▶ About this exercise: Pick every line from the data below that contains the string "snow" and copy it.
* * * * * * * * *
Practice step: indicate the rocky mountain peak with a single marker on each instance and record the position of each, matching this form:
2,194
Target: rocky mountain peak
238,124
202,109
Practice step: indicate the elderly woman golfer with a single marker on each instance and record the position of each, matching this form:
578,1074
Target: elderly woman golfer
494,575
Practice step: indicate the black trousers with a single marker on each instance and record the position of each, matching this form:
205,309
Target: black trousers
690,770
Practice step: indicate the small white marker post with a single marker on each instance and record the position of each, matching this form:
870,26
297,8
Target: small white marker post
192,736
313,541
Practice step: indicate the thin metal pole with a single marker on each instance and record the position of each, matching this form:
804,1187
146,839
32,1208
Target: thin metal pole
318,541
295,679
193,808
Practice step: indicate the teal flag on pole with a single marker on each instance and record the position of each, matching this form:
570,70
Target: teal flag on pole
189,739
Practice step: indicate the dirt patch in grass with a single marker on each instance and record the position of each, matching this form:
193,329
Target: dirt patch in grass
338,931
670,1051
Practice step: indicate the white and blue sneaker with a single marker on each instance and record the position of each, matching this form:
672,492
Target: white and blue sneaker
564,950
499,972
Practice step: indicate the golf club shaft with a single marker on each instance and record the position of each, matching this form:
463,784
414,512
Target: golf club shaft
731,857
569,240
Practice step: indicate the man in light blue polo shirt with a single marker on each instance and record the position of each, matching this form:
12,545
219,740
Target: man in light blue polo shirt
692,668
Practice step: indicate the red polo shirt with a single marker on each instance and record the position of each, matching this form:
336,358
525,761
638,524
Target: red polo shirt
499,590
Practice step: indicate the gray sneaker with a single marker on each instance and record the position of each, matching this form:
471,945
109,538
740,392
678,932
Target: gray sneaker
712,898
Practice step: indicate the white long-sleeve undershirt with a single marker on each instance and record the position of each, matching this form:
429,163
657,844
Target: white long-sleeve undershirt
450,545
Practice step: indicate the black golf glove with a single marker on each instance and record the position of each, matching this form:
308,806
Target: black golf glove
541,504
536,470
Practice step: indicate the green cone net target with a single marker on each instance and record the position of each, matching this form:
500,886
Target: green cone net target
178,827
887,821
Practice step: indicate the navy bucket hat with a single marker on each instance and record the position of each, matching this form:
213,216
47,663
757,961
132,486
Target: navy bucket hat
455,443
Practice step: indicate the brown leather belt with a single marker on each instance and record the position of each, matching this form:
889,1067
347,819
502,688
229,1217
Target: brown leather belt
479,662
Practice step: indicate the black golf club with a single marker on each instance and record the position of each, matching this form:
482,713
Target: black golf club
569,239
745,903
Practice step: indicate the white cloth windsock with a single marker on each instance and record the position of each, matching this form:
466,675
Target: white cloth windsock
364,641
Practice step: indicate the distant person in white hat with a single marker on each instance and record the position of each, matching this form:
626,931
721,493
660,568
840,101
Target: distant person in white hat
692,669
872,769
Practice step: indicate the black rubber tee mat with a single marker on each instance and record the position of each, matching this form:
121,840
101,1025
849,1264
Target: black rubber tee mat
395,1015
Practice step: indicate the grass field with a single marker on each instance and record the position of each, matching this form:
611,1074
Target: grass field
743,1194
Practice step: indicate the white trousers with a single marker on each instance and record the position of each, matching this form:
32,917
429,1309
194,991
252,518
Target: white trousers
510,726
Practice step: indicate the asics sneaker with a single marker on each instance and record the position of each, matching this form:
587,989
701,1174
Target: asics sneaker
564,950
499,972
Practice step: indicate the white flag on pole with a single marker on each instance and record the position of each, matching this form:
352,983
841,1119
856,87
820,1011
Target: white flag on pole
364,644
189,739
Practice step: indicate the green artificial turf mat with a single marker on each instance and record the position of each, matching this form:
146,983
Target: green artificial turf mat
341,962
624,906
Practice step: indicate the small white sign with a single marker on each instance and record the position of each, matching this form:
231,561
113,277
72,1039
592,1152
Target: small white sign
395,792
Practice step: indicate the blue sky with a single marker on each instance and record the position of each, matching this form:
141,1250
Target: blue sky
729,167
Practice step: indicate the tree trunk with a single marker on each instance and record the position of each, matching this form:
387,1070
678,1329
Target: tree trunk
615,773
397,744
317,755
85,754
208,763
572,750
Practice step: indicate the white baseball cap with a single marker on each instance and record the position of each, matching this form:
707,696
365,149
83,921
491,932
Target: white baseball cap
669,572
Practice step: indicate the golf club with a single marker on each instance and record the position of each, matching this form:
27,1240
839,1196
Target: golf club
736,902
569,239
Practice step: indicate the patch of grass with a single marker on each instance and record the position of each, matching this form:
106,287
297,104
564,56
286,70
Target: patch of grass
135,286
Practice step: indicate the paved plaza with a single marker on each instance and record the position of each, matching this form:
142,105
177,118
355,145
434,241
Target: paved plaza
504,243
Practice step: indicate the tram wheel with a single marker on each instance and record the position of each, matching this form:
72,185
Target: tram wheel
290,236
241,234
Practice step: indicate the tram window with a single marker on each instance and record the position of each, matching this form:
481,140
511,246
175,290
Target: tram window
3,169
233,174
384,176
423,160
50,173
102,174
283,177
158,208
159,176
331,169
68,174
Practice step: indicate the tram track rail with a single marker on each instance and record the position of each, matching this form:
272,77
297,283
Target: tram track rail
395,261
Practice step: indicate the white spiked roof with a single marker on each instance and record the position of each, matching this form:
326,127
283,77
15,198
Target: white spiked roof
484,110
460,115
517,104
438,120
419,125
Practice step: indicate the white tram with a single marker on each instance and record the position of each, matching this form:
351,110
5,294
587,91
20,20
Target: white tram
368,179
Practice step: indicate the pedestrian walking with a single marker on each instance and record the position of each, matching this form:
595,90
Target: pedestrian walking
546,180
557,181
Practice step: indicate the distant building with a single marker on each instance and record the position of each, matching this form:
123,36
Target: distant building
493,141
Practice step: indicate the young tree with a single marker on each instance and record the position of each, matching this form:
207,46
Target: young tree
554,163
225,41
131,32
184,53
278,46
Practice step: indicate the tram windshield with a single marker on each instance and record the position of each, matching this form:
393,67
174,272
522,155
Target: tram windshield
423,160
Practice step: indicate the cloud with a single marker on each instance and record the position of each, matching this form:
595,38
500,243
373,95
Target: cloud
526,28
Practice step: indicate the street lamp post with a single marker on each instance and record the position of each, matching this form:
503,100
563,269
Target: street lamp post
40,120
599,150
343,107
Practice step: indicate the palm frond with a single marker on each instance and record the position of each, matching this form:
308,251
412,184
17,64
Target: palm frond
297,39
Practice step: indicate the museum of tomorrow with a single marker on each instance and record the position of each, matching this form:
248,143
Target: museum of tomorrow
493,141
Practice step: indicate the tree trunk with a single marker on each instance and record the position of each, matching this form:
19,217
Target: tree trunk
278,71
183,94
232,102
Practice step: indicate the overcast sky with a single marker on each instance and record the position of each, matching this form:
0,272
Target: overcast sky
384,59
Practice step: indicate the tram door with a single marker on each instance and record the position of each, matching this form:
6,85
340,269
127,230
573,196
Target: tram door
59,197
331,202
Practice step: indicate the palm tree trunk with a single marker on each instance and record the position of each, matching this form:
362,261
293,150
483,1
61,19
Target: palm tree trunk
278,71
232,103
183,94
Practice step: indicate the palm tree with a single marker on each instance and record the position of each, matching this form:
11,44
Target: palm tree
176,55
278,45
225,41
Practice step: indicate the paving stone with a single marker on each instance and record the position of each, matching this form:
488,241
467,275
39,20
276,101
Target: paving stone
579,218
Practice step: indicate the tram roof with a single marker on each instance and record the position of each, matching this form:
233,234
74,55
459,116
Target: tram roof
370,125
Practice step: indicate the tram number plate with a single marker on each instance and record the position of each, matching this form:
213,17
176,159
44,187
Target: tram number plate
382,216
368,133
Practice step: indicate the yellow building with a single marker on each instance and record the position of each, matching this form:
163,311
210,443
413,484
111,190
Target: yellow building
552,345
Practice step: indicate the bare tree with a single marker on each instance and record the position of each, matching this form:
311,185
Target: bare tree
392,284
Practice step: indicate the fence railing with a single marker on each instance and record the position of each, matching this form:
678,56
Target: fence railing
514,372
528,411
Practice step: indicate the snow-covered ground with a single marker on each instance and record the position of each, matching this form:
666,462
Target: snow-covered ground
* * * * * * * * *
▶ Answer box:
Practice step: indicate the snow-covered ground with a single marker on each instance and record the position of each, matching this form:
Target: snow-covered ground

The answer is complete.